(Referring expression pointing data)
============================================================

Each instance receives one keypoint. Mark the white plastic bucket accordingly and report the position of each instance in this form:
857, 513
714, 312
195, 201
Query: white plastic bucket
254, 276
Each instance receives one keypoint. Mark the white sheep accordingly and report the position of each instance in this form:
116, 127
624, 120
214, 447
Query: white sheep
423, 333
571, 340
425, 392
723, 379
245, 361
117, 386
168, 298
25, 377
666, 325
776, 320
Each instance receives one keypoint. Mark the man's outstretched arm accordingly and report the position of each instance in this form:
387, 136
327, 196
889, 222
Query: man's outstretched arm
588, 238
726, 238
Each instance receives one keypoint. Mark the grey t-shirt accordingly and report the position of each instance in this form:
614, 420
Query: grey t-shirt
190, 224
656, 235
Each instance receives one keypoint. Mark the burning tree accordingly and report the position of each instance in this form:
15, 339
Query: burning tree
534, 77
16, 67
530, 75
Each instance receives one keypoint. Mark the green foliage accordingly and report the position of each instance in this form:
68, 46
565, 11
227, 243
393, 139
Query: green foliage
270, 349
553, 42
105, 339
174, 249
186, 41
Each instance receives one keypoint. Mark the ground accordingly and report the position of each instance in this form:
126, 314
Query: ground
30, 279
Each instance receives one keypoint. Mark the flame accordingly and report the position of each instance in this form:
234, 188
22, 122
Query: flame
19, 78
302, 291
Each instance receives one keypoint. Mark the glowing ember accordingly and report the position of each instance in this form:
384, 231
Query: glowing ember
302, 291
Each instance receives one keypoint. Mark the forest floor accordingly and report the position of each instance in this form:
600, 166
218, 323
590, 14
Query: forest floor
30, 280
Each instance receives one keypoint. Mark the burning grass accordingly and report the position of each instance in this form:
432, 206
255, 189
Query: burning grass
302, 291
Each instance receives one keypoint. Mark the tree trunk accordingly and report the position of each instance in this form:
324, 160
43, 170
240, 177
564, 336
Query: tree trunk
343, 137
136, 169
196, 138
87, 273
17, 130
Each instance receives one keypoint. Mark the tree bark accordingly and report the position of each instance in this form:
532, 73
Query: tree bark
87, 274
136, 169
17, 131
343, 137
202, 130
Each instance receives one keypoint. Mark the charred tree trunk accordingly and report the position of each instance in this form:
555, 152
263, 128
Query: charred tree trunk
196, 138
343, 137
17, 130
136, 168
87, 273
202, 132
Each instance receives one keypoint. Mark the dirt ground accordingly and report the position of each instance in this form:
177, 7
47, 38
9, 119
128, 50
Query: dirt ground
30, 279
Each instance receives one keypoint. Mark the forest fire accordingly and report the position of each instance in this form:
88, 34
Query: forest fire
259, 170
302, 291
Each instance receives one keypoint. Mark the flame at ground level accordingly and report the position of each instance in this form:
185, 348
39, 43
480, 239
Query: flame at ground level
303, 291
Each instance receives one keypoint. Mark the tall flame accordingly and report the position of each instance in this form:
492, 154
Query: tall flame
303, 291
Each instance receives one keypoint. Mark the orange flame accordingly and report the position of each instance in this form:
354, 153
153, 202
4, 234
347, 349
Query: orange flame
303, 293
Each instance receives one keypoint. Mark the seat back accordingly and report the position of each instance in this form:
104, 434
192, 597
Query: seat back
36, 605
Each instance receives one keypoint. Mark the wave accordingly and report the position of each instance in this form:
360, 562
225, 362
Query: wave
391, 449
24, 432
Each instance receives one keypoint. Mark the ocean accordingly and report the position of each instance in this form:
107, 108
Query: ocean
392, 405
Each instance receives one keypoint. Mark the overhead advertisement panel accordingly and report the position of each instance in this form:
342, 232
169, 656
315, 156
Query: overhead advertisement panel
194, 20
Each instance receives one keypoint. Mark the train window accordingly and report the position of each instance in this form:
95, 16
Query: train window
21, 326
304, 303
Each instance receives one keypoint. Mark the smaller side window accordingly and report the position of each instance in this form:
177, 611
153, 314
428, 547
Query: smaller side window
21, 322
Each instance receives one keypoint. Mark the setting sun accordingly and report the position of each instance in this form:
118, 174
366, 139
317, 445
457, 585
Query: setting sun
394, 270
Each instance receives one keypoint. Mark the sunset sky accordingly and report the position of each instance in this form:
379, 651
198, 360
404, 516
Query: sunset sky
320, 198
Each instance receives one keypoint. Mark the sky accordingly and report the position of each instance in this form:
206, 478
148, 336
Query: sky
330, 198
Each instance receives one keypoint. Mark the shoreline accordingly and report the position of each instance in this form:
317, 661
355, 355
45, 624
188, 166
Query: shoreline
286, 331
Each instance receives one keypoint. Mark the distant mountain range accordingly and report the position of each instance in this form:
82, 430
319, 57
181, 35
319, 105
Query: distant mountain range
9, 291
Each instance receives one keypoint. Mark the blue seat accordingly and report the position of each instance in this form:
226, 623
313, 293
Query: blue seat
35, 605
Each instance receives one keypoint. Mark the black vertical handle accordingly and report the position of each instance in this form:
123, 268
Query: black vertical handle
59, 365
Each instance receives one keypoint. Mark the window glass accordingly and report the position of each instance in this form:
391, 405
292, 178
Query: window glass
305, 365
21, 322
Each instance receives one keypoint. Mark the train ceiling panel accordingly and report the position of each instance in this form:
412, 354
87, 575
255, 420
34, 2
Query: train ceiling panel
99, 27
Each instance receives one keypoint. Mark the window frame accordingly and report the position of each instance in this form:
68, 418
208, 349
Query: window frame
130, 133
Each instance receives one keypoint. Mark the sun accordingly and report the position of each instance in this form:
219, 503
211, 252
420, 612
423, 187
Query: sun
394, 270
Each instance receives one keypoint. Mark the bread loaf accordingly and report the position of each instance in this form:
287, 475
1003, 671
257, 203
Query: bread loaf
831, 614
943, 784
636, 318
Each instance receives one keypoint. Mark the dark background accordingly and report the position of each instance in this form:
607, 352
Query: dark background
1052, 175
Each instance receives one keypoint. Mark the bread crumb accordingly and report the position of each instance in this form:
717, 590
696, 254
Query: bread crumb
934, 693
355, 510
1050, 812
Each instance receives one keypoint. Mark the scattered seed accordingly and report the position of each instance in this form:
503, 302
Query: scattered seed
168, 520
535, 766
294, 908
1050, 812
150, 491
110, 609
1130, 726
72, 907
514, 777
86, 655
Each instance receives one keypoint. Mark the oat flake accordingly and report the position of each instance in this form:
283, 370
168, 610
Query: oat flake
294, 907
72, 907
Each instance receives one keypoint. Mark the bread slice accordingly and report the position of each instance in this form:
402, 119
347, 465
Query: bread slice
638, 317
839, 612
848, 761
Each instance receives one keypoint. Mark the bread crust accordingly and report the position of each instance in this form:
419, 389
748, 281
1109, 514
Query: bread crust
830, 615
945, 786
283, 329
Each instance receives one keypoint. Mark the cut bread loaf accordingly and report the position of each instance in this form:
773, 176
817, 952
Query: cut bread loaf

============================================================

#### [GOAL OF THE EXERCISE]
Reproduce the data exactly. All of it is needed.

#### [SOLUTION TO THIS EXERCISE]
Each instance receives one keypoint. Mark the white plastic bucket accordingly and report the position of each instance in this form:
857, 513
714, 312
195, 201
Query: white plastic bucket
254, 276
Each instance receives one keypoint. Mark the white sheep accordingly and report the position of each instance in this form:
116, 127
624, 120
214, 447
Query: white sheep
423, 333
571, 340
425, 392
723, 379
245, 361
117, 386
168, 298
25, 377
666, 325
776, 320
Each instance receives one keypoint. Mark the man's outstretched arm accordingly and report the position of each instance in this form:
387, 136
327, 196
889, 222
Query: man's outstretched arm
588, 238
726, 238
Each instance receives one keypoint. Mark the grey t-shirt accordingly and report the position of each instance in this form:
614, 420
Query: grey t-shirt
190, 224
656, 235
Each instance receives one keypoint. Mark the burning tree accordingly and report the position of each instance in this form:
15, 339
Query: burning tree
534, 77
16, 67
530, 75
Each instance receives one keypoint. Mark the green foliage accordingly and report the position of each instance in this form:
68, 46
565, 11
227, 243
393, 139
Query: green foliage
270, 349
553, 42
105, 339
174, 249
186, 41
Each instance receives one keypoint. Mark the ground accordingly and report the position of each instance in this form:
126, 314
Query: ground
30, 279
Each instance receives one keypoint. Mark the flame accordingly and report the position of each instance in this form:
234, 188
22, 122
Query: flame
19, 78
302, 291
Each instance receives one keypoint. Mark the glowing ember accordingly and report the position of each instance in this form:
384, 231
Query: glowing ember
302, 291
Each instance receives one keypoint. Mark the forest floor accordingly and report the position of each instance in this form:
600, 166
218, 323
590, 14
Query: forest floor
30, 280
Each instance receives one keypoint. Mark the burning grass accordingly and report the position of each instance in this form:
432, 206
255, 189
Query: burning grass
302, 291
Each instance receives one keypoint. Mark the tree trunk accordingly and report the position of each instance in this form:
324, 160
43, 170
240, 177
564, 336
Query: tree trunk
343, 137
136, 169
196, 138
87, 273
17, 130
Each instance receives one keypoint. Mark the tree bark accordingly and report the position of each instance in this form:
532, 73
Query: tree bark
87, 274
136, 169
17, 131
343, 137
202, 130
Each instance receives one keypoint. Mark the charred tree trunk accordingly and report the position of each instance in this form:
555, 152
263, 128
Query: charred tree trunk
196, 138
343, 137
17, 130
136, 168
87, 273
202, 132
Each instance receives one keypoint. Mark the dirt ground accordingly and report the position of each instance in this form:
177, 7
47, 38
9, 119
128, 50
Query: dirt ground
30, 279
Each instance receives one keypoint. Mark the forest fire accordingly and report the position of each instance in this form:
88, 34
Query: forest fire
259, 170
302, 291
Each instance receives one keypoint. Mark the flame at ground level accordingly and report the position of each instance in this form:
185, 348
39, 43
480, 239
Query: flame at ground level
303, 291
Each instance receives one keypoint. Mark the tall flame accordingly and report the position of each instance in this form:
492, 154
Query: tall flame
303, 291
Each instance receives one keypoint. Mark the orange flame accordingly and report the position of each instance in this form:
354, 153
153, 202
4, 234
347, 349
Query: orange flame
303, 293
Each instance receives one keypoint. Mark the seat back accordingly and report the position of each instance in this form:
104, 434
192, 597
Query: seat back
36, 605
Each instance receives one keypoint. Mark the wave accordingly and report the position of each instance in this form:
360, 562
225, 362
Query: wave
391, 449
24, 432
Each instance receives one keypoint. Mark the ocean accordingly and report the position of each instance in this form:
107, 108
Query: ocean
392, 405
Each instance receives one keypoint. Mark the overhead advertisement panel accordingly and report the position of each instance in this form:
342, 232
169, 656
315, 156
Query: overhead advertisement panel
194, 20
Each instance receives one keypoint. Mark the train window accordingly and report the position of each instance in this form:
95, 16
Query: train window
21, 326
304, 303
Each instance receives one keypoint. Mark the smaller side window accordingly and report the position of each instance in this form:
177, 611
153, 314
428, 547
Query: smaller side window
21, 322
Each instance receives one keypoint. Mark the setting sun accordingly and report the position of each instance in this form:
118, 174
366, 139
317, 445
457, 585
Query: setting sun
394, 270
Each instance receives one keypoint. Mark the sunset sky accordingly and report the position of each instance in this form:
379, 651
198, 360
404, 516
Query: sunset sky
320, 198
Each instance receives one keypoint. Mark the sky accordingly and report the position of each instance in this form:
206, 478
148, 336
Query: sky
330, 198
Each instance receives one keypoint. Mark the shoreline accordingly and report the position of each instance in this form:
317, 661
355, 355
45, 624
188, 166
Query: shoreline
286, 331
Each instance receives one keypoint. Mark the distant mountain range accordingly and report the position of each instance in this form:
82, 430
319, 57
181, 35
319, 105
Query: distant mountain range
9, 291
Each instance receives one keypoint. Mark the blue seat accordingly and report the position of each instance in this form:
226, 623
313, 293
Query: blue seat
35, 605
Each instance receives one keypoint. Mark the black vertical handle accordingly and report the position of each instance in this form:
123, 268
Query: black vertical handle
59, 365
Each instance receives one keypoint. Mark the window glass accordingly and report the position of each instance in this form:
391, 405
292, 178
Query: window glass
305, 365
21, 322
Each instance receives one keypoint. Mark the train ceiling panel accordingly and report the position of each instance in this form:
412, 354
87, 575
255, 420
34, 2
Query: train ceiling panel
99, 27
Each instance receives one keypoint. Mark the window frame accordingly and report the position of each instance in this form:
68, 418
208, 349
Query: window frame
130, 133
Each instance receives one keypoint. Mark the sun accordingly and report the position of each instance in this form:
219, 503
211, 252
420, 612
423, 187
Query: sun
394, 270
Each instance receives one keypoint. Mark the bread loaf accordingly and report the position of each instance in this form:
287, 475
1003, 671
257, 203
Query: bread loaf
831, 614
943, 784
636, 318
Each instance receives one keypoint. Mark the dark background accordingly and report the position of each instance in this form:
607, 352
Query: dark background
1052, 175
Each instance receives one keypoint. Mark the bread crumb accordingly and report the position of each instance in this form:
717, 590
696, 254
Query: bread crumb
934, 693
355, 510
1050, 812
Each instance receives one keypoint. Mark the scattered seed accordingly and report the position of each instance in this form:
503, 302
Query: scattered seed
168, 520
535, 766
294, 908
1050, 812
150, 491
110, 609
1130, 726
72, 907
514, 777
86, 655
Each instance receives one keypoint. Mark the oat flake accordingly and report the position of each instance in this form:
283, 370
168, 610
Query: oat flake
294, 907
72, 907
Each instance receives one keypoint. Mark the bread slice accordingly and report the position of each instance in this form:
402, 119
347, 465
Query: bread slice
638, 317
839, 612
848, 761
Each instance receives one keypoint. Mark the bread crust accordingly and report the position of each instance in this form:
419, 389
748, 281
1109, 514
Query: bread crust
830, 615
945, 786
283, 329
Each instance receives one keypoint. Mark the cut bread loaf accordingly and report the position of each instance in this form:
773, 176
817, 952
Query: cut bread loaf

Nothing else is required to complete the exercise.